→ EXERCISE BRIEF:
Retype the following lines exactly as they appear, with no changes.

** Start EXTRACTED INFORMATION **

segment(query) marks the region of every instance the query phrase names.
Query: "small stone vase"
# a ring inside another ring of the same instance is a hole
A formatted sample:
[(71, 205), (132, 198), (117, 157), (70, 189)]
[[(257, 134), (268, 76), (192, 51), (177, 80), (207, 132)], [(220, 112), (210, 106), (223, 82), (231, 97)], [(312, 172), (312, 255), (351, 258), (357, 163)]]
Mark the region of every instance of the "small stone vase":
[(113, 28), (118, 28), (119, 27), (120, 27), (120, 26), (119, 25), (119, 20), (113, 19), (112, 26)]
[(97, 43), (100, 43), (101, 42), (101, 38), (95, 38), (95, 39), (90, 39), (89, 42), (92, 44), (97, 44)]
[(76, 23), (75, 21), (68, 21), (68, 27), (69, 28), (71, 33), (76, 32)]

** End EXTRACTED INFORMATION **

→ OUTPUT FOR THIS TASK:
segment(query) marks the region of every instance the query phrase names.
Query: "small stone vase"
# a ring inside another ring of the same instance is a hole
A formatted sample:
[(71, 205), (132, 198), (117, 157), (70, 189)]
[[(257, 134), (268, 76), (192, 51), (177, 80), (207, 132)], [(220, 112), (210, 106), (223, 82), (231, 97)], [(312, 172), (312, 255), (351, 258), (357, 163)]]
Mark the region of every instance of the "small stone vase":
[(113, 28), (118, 28), (119, 27), (120, 27), (120, 26), (119, 25), (119, 20), (113, 19), (112, 26)]
[(97, 43), (100, 43), (101, 42), (101, 38), (95, 38), (95, 39), (90, 39), (89, 42), (92, 44), (97, 44)]
[(76, 23), (75, 21), (68, 21), (68, 27), (69, 28), (71, 33), (76, 32)]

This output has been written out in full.